[What is being asked]
Copy the part of the entries that opens with the line containing "Every instance of the person's" and runs through the end of the entries, putting "nonzero" in place of "even-odd" and leaving everything else unchanged.
* * * * *
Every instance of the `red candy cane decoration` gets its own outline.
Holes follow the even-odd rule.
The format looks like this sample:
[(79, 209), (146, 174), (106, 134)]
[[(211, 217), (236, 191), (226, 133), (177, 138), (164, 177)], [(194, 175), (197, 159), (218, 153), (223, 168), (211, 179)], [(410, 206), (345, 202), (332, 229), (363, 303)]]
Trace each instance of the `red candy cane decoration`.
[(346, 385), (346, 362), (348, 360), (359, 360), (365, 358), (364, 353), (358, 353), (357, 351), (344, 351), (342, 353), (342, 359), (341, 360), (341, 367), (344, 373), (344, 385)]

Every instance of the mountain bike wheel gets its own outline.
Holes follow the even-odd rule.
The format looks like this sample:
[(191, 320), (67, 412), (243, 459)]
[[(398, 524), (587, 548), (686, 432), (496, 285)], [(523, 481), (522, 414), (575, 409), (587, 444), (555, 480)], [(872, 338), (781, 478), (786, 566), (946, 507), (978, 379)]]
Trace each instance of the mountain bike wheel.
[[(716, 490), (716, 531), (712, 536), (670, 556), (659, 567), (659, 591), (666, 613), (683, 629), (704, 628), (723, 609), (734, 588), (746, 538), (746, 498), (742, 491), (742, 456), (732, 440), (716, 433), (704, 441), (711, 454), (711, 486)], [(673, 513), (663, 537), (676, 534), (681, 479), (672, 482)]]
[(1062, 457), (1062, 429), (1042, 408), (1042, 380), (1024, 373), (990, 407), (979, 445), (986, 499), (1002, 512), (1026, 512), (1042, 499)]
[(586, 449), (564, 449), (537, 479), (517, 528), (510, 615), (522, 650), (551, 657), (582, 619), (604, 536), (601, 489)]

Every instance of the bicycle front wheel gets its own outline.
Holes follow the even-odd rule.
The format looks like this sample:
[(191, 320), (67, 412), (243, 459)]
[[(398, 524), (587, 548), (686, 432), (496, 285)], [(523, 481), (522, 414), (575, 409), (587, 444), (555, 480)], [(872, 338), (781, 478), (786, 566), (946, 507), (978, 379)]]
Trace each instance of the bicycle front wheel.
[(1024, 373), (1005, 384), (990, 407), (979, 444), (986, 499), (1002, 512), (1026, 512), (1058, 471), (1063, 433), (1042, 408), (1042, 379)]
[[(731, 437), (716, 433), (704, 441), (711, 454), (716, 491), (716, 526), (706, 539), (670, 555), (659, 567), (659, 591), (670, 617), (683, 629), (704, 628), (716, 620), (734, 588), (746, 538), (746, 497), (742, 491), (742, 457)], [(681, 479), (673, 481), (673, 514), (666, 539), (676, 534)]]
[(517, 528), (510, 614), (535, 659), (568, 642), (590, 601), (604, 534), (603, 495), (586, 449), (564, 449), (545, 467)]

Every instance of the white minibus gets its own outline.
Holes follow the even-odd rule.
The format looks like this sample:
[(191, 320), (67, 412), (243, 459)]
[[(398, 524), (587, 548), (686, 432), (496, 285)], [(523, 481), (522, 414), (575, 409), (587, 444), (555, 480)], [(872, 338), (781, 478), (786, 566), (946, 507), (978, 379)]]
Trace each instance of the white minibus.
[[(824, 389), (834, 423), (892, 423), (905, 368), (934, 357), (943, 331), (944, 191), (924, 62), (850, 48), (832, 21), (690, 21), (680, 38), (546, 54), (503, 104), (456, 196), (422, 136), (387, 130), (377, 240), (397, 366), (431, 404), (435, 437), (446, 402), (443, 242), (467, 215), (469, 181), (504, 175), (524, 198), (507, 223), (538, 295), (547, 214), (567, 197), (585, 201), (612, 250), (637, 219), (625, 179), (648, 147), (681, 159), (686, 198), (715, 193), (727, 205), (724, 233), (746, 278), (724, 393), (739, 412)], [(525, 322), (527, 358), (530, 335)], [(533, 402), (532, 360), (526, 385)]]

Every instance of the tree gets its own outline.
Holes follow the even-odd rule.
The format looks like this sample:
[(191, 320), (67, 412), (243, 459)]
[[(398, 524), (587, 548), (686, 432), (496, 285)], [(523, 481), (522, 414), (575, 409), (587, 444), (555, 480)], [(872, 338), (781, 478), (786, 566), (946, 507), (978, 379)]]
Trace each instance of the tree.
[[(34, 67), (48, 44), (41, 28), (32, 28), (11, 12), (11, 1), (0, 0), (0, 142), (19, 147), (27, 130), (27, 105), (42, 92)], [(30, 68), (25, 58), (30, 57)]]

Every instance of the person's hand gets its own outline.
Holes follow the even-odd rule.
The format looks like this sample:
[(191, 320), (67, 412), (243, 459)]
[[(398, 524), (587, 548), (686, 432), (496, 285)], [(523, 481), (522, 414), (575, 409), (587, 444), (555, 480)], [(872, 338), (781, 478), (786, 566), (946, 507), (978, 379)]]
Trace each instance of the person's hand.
* * * * *
[Exercise output]
Every instance of the person's hand gets its own outline.
Holes follow the nonzero rule.
The format looks like this sample:
[(191, 320), (67, 412), (243, 459)]
[[(398, 524), (587, 548), (686, 432), (496, 285)], [(523, 481), (522, 414), (575, 409), (587, 444), (555, 480)], [(872, 338), (781, 478), (786, 566), (946, 507), (978, 379)]]
Trace each instance of the person's hand.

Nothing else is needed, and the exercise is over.